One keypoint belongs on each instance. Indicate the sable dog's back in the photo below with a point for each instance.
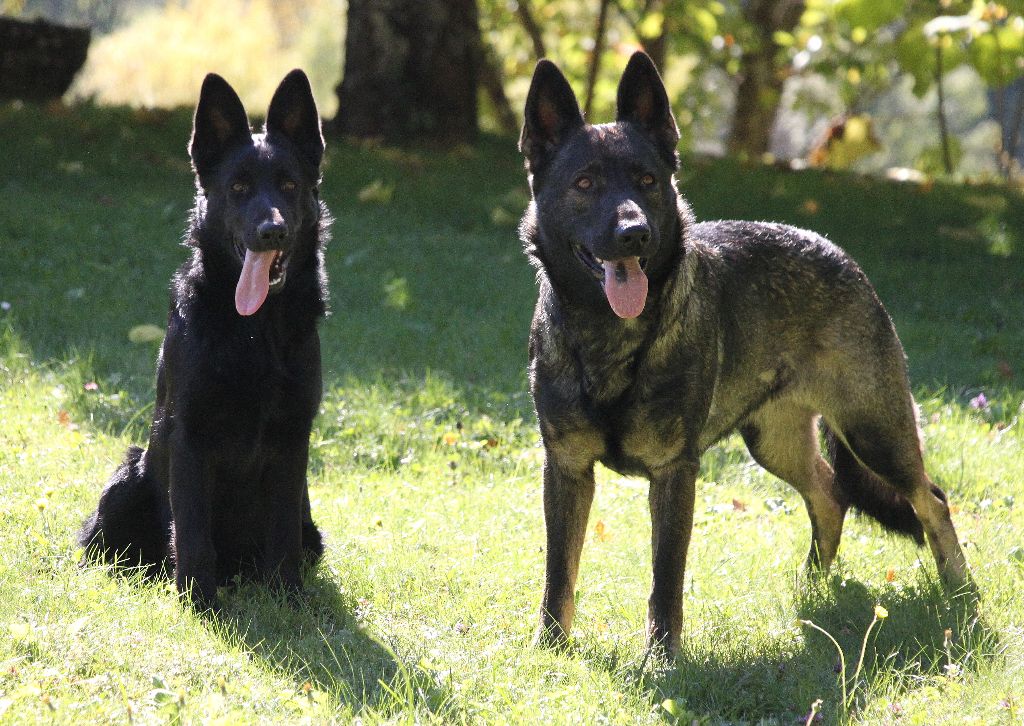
(221, 488)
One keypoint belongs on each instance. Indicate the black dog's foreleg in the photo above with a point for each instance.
(195, 555)
(567, 497)
(671, 498)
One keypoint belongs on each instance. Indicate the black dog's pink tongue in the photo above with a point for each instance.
(254, 283)
(626, 286)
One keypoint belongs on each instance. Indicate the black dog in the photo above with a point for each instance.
(654, 337)
(221, 489)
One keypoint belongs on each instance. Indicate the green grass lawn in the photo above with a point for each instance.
(426, 465)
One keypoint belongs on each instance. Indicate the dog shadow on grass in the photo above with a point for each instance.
(315, 640)
(922, 636)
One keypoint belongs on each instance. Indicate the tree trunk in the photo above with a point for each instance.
(525, 14)
(38, 60)
(412, 71)
(656, 46)
(761, 79)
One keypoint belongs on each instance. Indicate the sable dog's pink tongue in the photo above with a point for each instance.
(254, 283)
(626, 287)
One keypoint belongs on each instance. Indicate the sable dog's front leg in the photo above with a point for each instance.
(567, 496)
(195, 556)
(672, 494)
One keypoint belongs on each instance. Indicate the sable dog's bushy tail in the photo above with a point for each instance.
(868, 494)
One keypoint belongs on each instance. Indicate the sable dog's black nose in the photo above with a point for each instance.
■ ■ ■ ■ ■
**Exercise instructions**
Reproduce every item above word for word, leaving out the pictures.

**Answer for this exercise**
One keypoint belongs on each instance. Indicate the sable dog's back in the photo below with a point for each instance.
(221, 488)
One keypoint belongs on each instance. Indicate the black dog's foreleg in the photo above with a point for each instance.
(195, 555)
(567, 497)
(671, 498)
One keypoint belongs on each instance. Indicate the black dog's pink tongue in the photo above with a point for each instance.
(254, 283)
(626, 286)
One keypoint belongs on each instance. Indicate the black dog in the photo above with a point for each instance.
(654, 337)
(221, 489)
One keypoint belongs on each instance. Indicate the green grass lawn in the photo above with a point for each instance.
(426, 465)
One keypoint belongs on each instance. Indicate the dog shadow on grass in the photo above with a point for each instance.
(315, 640)
(922, 636)
One keypoint belongs on each instance. Indicate the tree trunk in the photo above with a point for each instance.
(525, 14)
(38, 60)
(412, 71)
(656, 46)
(761, 79)
One keypoint belongs on each instance. Indicate the sable dog's pink tongue in the photo above with a point for each instance.
(254, 283)
(626, 287)
One keypoint belongs on each instance. Indicate the sable dog's front leg in the photo above with a point for each instance.
(567, 496)
(195, 556)
(672, 494)
One keypoint belongs on each instance. Indicate the sable dog's bushy tail in the photo above with a point for each instance.
(868, 494)
One keypoint belongs on each instance. Indicate the sable dog's black nose in the photo above with a point for each instance.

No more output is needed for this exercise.